> **Records supplied**
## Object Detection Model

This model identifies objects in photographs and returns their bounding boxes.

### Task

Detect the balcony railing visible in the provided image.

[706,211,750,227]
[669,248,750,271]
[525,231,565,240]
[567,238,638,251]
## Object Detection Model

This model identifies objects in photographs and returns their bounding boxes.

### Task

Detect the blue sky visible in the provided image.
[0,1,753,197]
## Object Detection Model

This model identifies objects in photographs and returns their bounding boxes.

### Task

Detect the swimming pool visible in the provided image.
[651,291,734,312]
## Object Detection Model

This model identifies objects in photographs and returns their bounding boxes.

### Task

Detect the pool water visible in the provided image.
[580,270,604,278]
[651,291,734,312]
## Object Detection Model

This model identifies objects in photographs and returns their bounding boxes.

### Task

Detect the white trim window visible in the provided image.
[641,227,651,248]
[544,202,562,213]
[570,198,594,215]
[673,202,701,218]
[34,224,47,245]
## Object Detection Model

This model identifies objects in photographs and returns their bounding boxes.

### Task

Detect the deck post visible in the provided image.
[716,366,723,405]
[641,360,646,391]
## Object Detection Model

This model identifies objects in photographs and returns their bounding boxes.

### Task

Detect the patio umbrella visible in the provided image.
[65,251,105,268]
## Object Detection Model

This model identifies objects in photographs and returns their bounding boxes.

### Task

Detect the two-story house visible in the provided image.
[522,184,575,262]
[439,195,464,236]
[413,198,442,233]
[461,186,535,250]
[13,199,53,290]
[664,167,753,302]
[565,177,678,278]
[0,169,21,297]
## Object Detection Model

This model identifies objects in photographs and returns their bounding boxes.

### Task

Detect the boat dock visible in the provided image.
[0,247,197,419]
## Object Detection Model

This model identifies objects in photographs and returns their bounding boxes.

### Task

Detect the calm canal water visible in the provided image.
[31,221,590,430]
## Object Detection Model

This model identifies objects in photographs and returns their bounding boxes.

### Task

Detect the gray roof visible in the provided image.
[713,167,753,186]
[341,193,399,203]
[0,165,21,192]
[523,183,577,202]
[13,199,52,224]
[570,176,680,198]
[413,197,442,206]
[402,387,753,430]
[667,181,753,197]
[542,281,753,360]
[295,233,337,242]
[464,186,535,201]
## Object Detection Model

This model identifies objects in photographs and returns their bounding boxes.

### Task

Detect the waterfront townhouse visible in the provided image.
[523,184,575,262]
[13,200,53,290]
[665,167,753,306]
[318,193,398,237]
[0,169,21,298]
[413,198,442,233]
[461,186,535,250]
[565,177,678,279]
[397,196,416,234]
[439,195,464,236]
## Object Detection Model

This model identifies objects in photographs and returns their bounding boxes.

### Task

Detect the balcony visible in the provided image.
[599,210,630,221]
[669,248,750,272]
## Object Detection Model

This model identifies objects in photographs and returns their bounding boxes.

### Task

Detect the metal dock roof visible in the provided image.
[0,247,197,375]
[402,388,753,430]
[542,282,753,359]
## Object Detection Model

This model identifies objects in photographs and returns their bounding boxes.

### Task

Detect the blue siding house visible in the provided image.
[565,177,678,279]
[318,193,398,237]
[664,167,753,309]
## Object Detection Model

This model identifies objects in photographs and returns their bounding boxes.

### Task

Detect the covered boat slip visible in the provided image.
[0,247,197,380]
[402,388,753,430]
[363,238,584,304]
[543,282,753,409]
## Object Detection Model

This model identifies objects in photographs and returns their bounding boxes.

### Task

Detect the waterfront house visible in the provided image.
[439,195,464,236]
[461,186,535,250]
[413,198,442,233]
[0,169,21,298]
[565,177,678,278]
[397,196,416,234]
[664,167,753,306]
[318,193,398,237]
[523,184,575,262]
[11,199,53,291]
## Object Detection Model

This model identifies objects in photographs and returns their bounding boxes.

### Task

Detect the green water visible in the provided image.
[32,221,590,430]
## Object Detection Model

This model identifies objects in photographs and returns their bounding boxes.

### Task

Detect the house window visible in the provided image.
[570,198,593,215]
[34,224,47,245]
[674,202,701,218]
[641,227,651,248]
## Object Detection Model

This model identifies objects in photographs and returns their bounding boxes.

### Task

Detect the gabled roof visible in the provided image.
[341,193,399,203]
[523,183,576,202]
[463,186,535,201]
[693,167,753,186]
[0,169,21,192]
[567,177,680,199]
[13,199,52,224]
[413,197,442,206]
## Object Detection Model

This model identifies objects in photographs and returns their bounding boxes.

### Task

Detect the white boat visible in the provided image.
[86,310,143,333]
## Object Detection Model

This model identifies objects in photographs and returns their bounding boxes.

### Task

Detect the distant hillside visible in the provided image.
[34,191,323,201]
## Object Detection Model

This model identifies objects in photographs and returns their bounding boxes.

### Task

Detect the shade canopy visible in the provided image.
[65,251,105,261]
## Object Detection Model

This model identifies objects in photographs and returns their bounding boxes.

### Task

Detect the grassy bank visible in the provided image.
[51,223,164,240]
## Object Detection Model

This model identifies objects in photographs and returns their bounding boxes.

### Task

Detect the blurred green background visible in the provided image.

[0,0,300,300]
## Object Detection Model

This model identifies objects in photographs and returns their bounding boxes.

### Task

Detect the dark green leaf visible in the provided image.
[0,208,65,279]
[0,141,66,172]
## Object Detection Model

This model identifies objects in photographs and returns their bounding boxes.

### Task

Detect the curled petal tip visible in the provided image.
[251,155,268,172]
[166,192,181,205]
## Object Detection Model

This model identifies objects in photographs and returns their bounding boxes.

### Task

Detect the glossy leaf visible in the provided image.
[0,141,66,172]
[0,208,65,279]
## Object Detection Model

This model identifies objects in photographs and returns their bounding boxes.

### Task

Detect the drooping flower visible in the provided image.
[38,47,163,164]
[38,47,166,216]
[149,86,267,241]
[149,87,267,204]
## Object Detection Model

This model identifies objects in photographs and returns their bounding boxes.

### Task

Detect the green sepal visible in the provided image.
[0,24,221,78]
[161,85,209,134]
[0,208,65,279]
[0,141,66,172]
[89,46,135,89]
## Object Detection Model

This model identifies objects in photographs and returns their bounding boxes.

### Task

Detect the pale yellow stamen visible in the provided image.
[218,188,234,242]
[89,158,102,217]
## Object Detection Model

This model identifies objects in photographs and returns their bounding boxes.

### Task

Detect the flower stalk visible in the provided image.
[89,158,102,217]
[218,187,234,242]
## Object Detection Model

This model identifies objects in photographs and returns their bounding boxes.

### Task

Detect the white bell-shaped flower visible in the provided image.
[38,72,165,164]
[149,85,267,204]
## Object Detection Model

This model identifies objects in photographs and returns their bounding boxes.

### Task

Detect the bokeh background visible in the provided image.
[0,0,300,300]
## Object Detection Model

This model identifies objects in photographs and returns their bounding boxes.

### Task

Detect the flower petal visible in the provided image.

> **Stated exercise**
Copy out every line of the records above that contains the word "background", treating uppercase and lowercase as different.

> **Result of this exercise**
Detect the blurred green background visible in the provided image.
Detect the bokeh background visible in the provided image.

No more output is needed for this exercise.